- [Do this]:
Reproduce the entire text below, on who was crucified on the Cross, verbatim.

𝐖𝐡𝐨 𝐰𝐚𝐬 𝐂𝐫𝐮𝐜𝐢𝐟𝐢𝐞𝐝 𝐨𝐧 𝐭𝐡𝐞 𝐂𝐫𝐨𝐬𝐬, 𝐖𝐡𝐚𝐭 𝐟𝐨𝐫 𝐚𝐧𝐝 𝐖𝐡𝐨 𝐟𝐨𝐫?
Mohamad Mostafa Nassar
Islam’s stance on who was crucified on the Cross is crystal clear, which is a substitutionary person who either betrayed Jesus ‘Judas Iscariot’ in a view and the most agreeable view among Islamic scholars is that the person who was crucified instead of Prophet Jesus son of Mary is one of his genuine followers who volunteered to be put on the Cross.
This makes this follower of Prophet Jesus son of Mary a martyr from an Islamic point of view.
However, A question might rise, which is:
If the Glorious Qur’an has been emphasising on the Islamic facts stated that “No soul burdened with sin will bear the burden of another.” Quran (35: 18)
“No one will reap except what they sow. No soul burdened with sin will bear the burden of another.” Quran (6:164)
Why would Allah allow an innocent man to be killed instead of Prophet Jesus and replace him on the Cross?

- [Given entries]:
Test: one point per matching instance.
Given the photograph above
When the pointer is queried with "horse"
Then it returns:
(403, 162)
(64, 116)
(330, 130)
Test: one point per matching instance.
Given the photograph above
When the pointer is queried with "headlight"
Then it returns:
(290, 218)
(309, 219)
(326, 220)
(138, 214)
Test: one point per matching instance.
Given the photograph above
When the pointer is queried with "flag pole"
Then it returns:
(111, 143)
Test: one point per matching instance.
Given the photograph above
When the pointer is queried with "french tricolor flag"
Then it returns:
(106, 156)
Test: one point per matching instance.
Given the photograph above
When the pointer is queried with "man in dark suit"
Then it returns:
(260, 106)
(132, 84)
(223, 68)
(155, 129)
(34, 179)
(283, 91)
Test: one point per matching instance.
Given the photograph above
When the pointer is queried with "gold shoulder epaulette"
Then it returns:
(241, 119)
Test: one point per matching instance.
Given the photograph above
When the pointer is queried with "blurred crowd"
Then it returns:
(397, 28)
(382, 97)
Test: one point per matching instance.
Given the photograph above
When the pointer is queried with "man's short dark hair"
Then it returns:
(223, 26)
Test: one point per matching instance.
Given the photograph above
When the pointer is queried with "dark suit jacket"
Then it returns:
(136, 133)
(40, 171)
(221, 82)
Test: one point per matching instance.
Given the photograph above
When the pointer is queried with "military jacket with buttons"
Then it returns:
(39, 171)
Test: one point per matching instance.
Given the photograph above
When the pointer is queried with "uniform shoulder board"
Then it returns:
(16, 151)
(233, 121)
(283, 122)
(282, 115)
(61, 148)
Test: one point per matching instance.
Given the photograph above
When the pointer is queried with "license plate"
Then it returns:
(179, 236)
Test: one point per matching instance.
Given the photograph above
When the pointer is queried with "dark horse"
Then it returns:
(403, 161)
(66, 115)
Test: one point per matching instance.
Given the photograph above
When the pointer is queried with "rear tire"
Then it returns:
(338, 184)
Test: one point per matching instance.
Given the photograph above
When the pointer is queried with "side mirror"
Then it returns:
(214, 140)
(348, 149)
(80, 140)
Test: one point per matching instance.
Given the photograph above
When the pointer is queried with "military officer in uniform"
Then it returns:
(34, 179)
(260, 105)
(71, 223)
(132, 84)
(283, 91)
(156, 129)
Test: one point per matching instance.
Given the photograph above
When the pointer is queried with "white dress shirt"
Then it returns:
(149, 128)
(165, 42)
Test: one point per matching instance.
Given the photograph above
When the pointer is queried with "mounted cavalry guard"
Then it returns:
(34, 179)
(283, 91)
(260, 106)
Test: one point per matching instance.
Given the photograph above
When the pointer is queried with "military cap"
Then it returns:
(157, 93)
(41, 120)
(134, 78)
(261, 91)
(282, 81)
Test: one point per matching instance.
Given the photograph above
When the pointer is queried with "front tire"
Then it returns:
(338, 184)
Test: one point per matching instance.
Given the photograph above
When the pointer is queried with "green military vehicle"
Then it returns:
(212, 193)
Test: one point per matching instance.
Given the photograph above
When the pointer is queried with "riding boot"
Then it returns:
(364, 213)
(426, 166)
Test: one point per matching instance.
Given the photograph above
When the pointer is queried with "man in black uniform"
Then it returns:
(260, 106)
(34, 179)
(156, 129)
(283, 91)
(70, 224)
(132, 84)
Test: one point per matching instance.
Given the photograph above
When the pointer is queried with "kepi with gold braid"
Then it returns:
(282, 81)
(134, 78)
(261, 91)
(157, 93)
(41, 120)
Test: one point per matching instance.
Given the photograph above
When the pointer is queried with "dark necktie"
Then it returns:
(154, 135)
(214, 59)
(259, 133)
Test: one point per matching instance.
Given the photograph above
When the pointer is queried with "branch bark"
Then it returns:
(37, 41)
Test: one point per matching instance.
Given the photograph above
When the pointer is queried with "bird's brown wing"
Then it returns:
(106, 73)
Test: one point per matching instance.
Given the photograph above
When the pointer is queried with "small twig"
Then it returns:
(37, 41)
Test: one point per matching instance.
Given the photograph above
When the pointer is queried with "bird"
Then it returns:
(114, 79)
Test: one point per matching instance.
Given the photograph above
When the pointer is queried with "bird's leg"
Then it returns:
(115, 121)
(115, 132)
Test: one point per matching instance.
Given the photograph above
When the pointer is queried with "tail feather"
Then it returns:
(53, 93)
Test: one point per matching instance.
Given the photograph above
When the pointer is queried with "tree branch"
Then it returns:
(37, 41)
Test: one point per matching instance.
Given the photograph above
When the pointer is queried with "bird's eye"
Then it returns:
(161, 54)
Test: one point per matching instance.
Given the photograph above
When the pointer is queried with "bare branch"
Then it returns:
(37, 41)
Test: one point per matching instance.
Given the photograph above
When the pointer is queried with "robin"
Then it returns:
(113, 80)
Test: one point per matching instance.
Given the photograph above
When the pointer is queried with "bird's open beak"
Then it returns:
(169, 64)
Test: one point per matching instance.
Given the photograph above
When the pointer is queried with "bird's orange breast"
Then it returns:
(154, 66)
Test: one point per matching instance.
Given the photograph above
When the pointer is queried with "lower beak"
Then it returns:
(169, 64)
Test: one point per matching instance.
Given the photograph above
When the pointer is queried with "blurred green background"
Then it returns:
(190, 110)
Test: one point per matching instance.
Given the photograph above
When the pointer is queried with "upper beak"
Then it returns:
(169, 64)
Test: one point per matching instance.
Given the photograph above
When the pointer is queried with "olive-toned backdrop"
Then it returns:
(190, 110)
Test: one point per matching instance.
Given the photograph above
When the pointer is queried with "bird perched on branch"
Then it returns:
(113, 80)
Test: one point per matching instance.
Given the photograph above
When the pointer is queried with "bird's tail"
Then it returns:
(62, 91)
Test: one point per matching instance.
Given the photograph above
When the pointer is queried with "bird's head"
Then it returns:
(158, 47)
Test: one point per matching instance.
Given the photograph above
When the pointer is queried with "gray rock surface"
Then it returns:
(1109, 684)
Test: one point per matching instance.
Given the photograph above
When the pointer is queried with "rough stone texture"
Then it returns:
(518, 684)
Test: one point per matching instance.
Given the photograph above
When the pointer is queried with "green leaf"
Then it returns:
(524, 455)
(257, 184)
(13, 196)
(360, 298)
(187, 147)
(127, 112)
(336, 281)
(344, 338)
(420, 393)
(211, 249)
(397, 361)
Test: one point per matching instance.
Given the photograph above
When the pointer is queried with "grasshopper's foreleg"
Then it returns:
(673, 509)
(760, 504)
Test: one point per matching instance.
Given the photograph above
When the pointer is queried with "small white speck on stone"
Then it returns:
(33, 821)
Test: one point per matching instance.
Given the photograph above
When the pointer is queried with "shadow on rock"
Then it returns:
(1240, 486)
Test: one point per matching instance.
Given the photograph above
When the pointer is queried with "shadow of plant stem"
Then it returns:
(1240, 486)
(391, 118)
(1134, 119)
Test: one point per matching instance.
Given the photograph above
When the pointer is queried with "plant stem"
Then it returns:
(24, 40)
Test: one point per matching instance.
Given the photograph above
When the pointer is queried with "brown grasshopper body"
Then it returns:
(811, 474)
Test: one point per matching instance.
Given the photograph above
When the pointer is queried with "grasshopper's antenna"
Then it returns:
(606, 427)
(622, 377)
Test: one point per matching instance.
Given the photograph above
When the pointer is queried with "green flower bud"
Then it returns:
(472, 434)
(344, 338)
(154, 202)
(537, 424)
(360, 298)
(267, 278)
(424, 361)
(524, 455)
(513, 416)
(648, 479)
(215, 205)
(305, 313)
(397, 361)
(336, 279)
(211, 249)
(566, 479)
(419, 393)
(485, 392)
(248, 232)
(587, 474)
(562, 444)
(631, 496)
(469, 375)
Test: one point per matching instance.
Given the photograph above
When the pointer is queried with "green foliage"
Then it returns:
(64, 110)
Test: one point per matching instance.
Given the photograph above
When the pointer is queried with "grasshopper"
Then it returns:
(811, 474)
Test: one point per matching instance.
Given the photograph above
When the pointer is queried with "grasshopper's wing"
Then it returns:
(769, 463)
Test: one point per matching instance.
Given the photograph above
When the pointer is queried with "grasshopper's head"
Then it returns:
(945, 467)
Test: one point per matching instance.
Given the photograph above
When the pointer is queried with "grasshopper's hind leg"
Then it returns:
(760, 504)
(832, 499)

- [Problem solution]:
𝐖𝐡𝐨 𝐰𝐚𝐬 𝐂𝐫𝐮𝐜𝐢𝐟𝐢𝐞𝐝 𝐨𝐧 𝐭𝐡𝐞 𝐂𝐫𝐨𝐬𝐬, 𝐖𝐡𝐚𝐭 𝐟𝐨𝐫 𝐚𝐧𝐝 𝐖𝐡𝐨 𝐟𝐨𝐫?
Mohamad Mostafa Nassar
Islam’s stance on who was crucified on the Cross is crystal clear, which is a substitutionary person who either betrayed Jesus ‘Judas Iscariot’ in a view and the most agreeable view among Islamic scholars is that the person who was crucified instead of Prophet Jesus son of Mary is one of his genuine followers who volunteered to be put on the Cross.
This makes this follower of Prophet Jesus son of Mary a martyr from an Islamic point of view.
However, A question might rise, which is:
If the Glorious Qur’an has been emphasising on the Islamic facts stated that “No soul burdened with sin will bear the burden of another.” Quran (35: 18)
“No one will reap except what they sow. No soul burdened with sin will bear the burden of another.” Quran (6:164)
Why would Allah allow an innocent man to be killed instead of Prophet Jesus and replace him on the Cross?